◆ Supplied data:
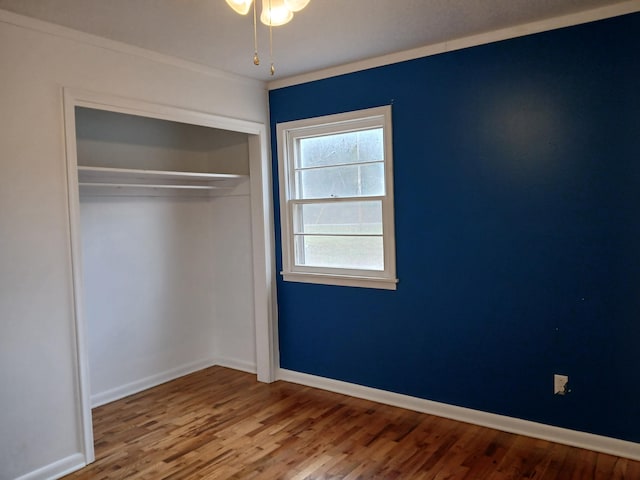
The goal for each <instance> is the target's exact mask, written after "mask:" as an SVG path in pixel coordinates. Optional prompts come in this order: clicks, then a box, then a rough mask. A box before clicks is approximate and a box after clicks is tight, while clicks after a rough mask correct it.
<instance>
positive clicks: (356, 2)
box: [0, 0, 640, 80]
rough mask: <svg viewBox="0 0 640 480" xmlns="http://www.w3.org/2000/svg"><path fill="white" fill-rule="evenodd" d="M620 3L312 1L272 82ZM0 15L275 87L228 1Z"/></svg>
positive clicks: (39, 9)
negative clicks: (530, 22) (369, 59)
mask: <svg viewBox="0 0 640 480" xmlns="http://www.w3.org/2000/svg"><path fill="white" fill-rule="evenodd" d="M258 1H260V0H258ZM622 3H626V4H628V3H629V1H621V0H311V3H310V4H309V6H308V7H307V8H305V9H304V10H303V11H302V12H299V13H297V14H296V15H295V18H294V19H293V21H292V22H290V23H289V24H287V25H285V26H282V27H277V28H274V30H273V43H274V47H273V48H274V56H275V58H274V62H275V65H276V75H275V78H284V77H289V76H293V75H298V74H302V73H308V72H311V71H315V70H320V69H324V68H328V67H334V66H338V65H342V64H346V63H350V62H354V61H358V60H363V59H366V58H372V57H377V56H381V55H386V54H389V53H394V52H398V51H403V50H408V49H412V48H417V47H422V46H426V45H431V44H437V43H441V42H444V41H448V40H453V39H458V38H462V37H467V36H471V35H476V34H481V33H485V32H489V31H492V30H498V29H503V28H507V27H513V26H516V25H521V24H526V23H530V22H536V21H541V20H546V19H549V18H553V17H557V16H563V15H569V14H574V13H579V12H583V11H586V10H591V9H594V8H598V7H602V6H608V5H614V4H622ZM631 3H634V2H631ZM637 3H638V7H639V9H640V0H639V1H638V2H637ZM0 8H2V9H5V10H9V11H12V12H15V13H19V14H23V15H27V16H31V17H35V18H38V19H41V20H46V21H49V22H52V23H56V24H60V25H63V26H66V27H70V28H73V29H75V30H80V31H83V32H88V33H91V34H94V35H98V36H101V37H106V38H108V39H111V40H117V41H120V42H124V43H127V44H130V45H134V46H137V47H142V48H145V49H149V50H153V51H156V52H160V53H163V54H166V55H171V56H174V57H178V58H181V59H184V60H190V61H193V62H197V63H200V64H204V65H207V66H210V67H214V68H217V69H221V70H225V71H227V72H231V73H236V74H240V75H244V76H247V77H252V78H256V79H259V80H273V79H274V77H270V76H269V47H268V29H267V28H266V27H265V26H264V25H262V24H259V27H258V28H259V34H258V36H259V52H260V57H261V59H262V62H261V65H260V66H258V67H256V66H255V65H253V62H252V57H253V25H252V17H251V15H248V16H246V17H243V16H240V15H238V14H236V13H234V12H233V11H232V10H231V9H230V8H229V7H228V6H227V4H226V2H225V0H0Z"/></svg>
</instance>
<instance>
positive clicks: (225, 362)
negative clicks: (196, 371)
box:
---
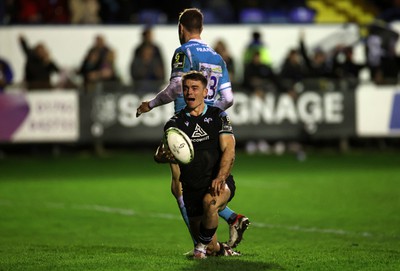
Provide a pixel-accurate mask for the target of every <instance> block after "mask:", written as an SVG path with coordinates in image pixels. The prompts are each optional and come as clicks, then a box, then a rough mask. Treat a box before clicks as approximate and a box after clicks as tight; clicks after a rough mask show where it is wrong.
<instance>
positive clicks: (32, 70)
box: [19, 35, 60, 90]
--
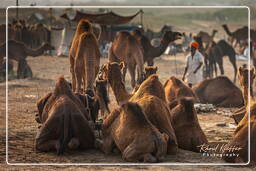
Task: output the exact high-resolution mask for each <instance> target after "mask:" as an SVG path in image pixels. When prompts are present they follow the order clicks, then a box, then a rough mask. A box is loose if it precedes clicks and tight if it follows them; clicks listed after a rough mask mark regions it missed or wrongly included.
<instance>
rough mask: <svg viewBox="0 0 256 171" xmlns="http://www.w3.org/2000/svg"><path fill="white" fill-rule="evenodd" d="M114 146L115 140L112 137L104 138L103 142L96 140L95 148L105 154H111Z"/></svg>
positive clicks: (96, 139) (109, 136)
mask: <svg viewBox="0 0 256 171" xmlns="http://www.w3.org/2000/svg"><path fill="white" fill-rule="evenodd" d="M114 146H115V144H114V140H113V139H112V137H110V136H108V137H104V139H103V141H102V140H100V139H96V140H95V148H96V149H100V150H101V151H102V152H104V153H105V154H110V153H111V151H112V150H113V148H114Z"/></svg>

◆ Required work: Lines with "after" in the records above: copy every one of them.

◆ Result below:
The goal for each <instance> is the target's exact mask, written after "mask:" as an SVG path in pixel coordinates. Optional prompts come in this order: clicks, then a box, then a rough mask. A box before clicks is approximate and a box after clicks is tight, while clicks after a rough mask correct it.
Provide a pixel-accurate mask for the target of every <instance> block after "mask:", written as an SVG path with coordinates in image pixels. The prompts are each optional and come as clicks, then a box, then a rough mask. Treat a box before clicks as approximate and a box after clicks as tight; clicks after a rough mask show where it is wrong.
Task: output the exact high-resolution mask for each <instance> target after "mask:" as an SVG path in image pixels. When prompts are present they follow the order clicks, then a box, then a rough mask. A box is loose if it precedes clicks and tight if it follows them; clicks listed after a rough mask mark regions it missed or wrongly included.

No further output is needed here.